TEXT BLOCK:
__________

Tuesday, 30 July 2013

borrowing the car

    Now, you may think our present car ill fated, what with the loss of £5k in an internet scam in trying to buy it, and the difficult discovery by Alex, Giles and the girls that it had no airconditioning during the maiden voyage across europe a few years ago. But, actually, it's been pretty good, getting 50 miles per gallon (really!) and seating seven on lots of occasions. It's been great to drive and very comfortable with tea trays, cubby holes, vanity mirrors, and courtesy lights all over the place. But, it's still a car. A machine. It's far more reliable than your average person, it even gives fair warning before a nervous breakdown; but this time was a combination of bad timing and bad luck.
    Alex lured her head-of-house from school days for an overnight visit through facebook. On the morning of their train departure, Thomasina ran in saying she couldn't open the boot. Dead battery. Two days before, we'd driven to the coast and back with a full load, then to Lake Trasimeno the previous day and now, suddenly, nothing. 
    My battery charger snapped its fuse as soon as I touched the terminals, and in disbelief, I snapped two more replacement fuses before I believed I had a problem. Hijacking a neighbors car, I took the battery to the mechanics down the hill. They received it, saying they'd check it and then went on vacation for a week. In the meantime, I found a circuit in the car that was also blowing it's fuses. Coincidentally, we also filled the house with four (yes) workaway volunteers all requiring food and trips to the train station.

__________

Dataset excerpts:
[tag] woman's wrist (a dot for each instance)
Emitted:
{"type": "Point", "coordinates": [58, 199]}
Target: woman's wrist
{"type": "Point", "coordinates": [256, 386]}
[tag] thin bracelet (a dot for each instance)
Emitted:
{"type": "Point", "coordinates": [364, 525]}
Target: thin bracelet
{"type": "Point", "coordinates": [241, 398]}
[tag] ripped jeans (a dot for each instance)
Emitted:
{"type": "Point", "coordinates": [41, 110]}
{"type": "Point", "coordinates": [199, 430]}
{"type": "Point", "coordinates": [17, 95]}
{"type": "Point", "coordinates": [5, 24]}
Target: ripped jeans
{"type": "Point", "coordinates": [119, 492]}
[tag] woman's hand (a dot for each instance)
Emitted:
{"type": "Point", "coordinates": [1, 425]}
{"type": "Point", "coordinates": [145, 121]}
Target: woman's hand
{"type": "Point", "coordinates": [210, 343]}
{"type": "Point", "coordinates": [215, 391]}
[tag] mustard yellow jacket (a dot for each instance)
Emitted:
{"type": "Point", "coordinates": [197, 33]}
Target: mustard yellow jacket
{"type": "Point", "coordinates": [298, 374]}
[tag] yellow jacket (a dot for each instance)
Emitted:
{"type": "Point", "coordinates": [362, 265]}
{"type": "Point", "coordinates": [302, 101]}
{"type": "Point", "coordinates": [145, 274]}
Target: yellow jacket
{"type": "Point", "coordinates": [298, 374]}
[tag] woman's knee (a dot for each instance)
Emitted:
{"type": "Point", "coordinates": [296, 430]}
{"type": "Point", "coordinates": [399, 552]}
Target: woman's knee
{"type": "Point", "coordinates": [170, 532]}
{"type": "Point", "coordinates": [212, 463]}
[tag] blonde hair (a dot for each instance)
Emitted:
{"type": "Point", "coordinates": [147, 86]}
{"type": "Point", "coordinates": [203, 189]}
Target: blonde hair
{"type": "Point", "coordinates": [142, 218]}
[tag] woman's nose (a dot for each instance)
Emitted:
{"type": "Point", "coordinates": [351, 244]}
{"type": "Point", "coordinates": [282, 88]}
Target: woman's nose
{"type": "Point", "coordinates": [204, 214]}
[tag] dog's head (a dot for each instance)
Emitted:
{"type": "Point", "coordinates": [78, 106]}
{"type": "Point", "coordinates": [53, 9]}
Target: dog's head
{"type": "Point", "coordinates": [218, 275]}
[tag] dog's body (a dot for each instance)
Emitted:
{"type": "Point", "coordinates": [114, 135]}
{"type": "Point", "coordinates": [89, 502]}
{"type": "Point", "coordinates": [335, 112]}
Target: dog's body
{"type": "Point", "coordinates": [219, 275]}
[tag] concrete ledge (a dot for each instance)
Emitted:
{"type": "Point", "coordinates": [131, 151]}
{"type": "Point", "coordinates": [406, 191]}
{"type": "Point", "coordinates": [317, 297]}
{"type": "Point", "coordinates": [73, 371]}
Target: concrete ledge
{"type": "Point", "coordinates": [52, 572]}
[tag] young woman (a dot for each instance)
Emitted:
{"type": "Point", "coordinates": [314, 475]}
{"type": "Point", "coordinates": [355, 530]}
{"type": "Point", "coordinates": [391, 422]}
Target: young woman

__________

YOUR TASK: Return everything from "Tuesday, 30 July" down to "and bad luck." in the blog post about the car's dead battery, copied word for word. Nothing in the listing is required here.

ANSWER:
Tuesday, 30 July 2013

borrowing the car

    Now, you may think our present car ill fated, what with the loss of £5k in an internet scam in trying to buy it, and the difficult discovery by Alex, Giles and the girls that it had no airconditioning during the maiden voyage across europe a few years ago. But, actually, it's been pretty good, getting 50 miles per gallon (really!) and seating seven on lots of occasions. It's been great to drive and very comfortable with tea trays, cubby holes, vanity mirrors, and courtesy lights all over the place. But, it's still a car. A machine. It's far more reliable than your average person, it even gives fair warning before a nervous breakdown; but this time was a combination of bad timing and bad luck.